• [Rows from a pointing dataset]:
________________

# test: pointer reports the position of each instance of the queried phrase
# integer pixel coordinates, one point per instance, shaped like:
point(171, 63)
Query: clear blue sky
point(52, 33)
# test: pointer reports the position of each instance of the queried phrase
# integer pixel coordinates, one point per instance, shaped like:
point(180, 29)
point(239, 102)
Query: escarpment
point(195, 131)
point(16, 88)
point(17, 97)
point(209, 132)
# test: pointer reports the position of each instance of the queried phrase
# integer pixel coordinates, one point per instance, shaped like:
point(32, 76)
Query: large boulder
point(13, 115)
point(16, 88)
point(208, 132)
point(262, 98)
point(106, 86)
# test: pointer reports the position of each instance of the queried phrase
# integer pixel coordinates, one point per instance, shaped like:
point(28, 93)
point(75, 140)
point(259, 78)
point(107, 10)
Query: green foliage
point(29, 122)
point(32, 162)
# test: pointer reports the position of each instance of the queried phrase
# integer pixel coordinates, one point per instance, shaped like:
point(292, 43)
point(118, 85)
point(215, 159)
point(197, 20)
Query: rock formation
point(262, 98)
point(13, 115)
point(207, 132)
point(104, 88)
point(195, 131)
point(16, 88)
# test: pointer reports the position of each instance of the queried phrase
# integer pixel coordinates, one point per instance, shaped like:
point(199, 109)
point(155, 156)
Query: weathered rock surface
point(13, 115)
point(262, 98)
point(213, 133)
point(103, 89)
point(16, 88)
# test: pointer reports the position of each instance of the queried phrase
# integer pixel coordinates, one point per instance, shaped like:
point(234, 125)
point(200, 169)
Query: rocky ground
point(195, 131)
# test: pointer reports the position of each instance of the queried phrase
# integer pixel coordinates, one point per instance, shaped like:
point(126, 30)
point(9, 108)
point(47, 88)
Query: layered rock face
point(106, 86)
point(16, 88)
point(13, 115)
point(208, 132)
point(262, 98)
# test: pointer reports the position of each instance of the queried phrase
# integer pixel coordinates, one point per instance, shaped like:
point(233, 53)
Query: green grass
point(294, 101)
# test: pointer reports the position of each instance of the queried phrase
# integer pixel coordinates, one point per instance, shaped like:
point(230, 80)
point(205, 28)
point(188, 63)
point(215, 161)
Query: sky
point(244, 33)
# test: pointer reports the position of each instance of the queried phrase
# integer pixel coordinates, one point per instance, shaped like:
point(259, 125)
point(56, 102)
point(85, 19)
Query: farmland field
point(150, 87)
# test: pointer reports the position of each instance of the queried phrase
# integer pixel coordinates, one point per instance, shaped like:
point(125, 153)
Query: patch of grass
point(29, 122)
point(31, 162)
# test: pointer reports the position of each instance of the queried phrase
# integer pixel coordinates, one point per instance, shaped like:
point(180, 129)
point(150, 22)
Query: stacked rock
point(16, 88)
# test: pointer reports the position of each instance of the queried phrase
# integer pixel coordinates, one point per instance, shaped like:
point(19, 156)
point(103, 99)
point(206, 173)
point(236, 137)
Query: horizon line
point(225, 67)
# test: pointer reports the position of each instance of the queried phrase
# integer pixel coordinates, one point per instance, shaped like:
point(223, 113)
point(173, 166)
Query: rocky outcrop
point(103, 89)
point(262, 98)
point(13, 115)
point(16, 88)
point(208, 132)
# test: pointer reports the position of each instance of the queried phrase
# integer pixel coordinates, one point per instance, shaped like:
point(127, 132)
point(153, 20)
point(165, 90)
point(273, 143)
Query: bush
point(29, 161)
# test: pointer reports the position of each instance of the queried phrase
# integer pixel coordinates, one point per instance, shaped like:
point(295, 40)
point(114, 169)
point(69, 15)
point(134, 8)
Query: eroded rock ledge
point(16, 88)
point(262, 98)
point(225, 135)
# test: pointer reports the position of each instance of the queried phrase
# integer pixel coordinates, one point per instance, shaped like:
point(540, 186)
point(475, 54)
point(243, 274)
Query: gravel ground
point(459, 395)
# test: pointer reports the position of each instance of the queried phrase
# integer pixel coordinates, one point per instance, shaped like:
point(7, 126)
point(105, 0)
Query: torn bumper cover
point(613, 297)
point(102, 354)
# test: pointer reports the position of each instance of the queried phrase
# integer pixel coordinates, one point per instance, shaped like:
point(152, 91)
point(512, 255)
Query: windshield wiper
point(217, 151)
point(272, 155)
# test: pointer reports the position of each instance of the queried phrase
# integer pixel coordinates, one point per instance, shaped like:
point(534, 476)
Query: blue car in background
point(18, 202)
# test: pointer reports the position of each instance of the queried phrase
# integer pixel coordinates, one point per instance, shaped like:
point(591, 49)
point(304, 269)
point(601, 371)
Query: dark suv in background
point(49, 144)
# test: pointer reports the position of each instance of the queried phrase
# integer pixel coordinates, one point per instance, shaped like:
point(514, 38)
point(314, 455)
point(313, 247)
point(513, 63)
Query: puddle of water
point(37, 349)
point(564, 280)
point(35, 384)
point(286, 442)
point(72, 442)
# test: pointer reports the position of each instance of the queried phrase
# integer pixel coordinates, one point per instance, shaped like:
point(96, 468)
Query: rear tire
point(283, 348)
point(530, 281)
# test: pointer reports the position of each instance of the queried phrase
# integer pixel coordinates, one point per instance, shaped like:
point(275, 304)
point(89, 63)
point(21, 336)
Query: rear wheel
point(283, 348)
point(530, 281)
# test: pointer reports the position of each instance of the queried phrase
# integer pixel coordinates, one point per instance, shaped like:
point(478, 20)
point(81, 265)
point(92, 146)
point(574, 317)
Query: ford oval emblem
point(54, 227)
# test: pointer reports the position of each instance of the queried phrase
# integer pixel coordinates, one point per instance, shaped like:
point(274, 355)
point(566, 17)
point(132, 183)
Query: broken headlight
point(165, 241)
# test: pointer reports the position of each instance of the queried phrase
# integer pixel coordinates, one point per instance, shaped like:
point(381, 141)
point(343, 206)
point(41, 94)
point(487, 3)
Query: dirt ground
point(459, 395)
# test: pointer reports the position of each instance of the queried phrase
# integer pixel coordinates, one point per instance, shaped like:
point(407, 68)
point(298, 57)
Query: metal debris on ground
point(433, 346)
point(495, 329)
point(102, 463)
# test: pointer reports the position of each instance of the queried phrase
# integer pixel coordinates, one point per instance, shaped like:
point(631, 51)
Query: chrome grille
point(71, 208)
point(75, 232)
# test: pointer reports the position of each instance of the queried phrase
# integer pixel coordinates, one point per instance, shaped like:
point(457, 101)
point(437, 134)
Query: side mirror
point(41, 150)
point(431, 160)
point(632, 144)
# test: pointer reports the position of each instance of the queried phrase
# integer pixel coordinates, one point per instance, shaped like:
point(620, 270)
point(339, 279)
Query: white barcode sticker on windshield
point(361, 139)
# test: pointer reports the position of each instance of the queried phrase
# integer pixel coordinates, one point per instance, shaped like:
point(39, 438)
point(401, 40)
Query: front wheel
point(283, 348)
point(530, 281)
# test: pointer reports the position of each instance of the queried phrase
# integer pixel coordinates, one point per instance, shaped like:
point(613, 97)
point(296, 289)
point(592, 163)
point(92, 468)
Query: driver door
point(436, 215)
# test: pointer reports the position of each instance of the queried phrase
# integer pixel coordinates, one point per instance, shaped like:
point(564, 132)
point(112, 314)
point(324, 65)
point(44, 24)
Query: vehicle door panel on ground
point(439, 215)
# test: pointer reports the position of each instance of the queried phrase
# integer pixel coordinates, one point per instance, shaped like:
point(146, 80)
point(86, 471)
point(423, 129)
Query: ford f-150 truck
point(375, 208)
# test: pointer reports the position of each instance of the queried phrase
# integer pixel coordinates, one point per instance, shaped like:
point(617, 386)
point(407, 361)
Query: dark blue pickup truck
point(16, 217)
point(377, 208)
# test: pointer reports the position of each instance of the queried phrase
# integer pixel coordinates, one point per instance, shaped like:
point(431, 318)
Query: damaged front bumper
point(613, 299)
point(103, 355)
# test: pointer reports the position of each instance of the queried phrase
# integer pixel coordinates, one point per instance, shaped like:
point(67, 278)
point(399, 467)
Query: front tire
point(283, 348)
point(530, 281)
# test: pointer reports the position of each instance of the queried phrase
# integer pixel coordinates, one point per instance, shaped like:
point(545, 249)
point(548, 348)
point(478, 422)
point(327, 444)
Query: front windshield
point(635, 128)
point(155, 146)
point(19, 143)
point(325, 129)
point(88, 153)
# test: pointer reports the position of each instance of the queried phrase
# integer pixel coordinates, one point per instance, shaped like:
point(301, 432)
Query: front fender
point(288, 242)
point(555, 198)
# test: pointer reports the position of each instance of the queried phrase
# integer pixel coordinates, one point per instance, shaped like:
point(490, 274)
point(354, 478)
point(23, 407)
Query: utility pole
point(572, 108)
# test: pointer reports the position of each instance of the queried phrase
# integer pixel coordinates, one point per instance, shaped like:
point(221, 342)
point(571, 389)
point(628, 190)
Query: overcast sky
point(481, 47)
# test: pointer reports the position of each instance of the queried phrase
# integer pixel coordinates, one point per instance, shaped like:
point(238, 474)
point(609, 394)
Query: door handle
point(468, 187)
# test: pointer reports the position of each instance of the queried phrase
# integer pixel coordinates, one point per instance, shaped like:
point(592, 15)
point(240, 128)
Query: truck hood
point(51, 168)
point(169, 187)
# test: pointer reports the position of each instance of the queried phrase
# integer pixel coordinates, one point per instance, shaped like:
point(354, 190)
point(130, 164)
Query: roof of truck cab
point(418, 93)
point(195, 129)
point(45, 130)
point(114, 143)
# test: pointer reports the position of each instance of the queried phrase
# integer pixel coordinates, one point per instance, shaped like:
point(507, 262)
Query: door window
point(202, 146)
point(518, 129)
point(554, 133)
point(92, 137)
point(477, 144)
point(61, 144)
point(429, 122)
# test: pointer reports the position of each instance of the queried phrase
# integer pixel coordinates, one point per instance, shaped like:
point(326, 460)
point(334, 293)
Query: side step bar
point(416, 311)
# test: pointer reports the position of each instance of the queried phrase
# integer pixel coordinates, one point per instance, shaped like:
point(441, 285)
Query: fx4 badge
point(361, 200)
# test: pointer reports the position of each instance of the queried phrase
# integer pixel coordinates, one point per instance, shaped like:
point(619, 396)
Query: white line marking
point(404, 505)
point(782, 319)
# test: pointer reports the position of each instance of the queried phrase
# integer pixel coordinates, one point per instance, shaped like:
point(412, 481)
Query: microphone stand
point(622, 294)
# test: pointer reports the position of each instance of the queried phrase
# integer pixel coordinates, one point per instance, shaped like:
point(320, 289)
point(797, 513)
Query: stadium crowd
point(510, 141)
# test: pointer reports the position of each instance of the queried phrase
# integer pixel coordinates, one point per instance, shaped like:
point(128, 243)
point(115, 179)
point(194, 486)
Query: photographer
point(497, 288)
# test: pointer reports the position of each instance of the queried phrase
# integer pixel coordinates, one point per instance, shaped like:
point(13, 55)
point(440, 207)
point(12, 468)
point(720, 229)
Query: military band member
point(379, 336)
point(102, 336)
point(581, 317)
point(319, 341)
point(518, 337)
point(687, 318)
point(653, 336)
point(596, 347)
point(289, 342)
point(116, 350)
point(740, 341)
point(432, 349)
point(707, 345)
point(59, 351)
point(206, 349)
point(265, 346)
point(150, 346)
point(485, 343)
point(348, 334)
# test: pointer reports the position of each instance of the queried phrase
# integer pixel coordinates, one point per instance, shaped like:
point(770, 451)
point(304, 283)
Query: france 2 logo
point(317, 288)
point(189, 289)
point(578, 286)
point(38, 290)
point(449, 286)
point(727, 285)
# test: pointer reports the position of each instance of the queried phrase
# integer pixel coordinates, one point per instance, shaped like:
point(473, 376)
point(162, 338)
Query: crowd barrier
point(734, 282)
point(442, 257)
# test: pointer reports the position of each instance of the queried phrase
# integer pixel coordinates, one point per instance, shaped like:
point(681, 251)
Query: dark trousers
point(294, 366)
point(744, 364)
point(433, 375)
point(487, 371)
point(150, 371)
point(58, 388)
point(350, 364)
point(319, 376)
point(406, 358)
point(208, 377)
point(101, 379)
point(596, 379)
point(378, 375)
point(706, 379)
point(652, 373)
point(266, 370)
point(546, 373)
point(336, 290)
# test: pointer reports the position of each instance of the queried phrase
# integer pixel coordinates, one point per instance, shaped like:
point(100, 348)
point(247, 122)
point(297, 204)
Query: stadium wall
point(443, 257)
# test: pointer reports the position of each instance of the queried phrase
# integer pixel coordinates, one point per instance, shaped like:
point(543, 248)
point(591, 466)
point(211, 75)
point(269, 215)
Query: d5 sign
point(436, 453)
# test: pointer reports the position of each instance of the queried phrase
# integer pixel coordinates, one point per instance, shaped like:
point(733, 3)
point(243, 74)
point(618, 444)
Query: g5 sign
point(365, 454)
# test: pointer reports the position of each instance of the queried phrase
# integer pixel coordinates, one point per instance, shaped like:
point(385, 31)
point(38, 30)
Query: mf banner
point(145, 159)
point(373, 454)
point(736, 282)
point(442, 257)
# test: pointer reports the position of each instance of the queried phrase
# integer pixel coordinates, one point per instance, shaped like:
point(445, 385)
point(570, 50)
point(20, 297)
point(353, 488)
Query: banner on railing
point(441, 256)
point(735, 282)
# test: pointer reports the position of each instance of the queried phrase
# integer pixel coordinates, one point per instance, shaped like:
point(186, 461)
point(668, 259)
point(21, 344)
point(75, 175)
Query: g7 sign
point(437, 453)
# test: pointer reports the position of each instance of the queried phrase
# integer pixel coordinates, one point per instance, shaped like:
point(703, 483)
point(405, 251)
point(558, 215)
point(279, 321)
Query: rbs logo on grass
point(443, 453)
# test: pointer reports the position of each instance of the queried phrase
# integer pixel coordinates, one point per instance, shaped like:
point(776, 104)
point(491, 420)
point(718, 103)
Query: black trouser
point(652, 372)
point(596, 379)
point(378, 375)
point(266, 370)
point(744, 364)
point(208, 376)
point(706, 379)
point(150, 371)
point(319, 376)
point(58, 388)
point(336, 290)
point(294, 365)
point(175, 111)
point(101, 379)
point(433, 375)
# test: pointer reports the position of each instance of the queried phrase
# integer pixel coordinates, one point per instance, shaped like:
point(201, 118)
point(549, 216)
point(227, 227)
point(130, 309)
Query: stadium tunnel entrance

________________

• [TASK INSTRUCTIONS]: Copy out every line of the entries above that contains the word "ford", treating uppercase and lowercase as different.

• [RESPONSE TO THIS EXERCISE]:
Query: ford oval emblem
Query: ford f-150 truck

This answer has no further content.